__Data items__.
⟨

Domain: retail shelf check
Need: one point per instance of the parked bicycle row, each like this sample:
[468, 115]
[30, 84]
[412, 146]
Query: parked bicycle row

⟩

__Activity__. Print exactly the lines between the line with "Need: one point" and the final line of the records above, both included.

__Answer area__.
Need: one point per instance of the parked bicycle row, each like this sample:
[468, 115]
[30, 84]
[412, 146]
Query: parked bicycle row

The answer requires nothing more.